:: OBJECTIVE ::
Copy out each of the following lines verbatim, without any alteration.
── RAW DATA ──
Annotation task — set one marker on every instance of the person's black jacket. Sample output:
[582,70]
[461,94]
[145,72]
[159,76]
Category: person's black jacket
───
:: TASK SOLUTION ::
Annotation task — set one marker on every instance of the person's black jacket. Sample output:
[582,70]
[461,94]
[145,72]
[159,76]
Category: person's black jacket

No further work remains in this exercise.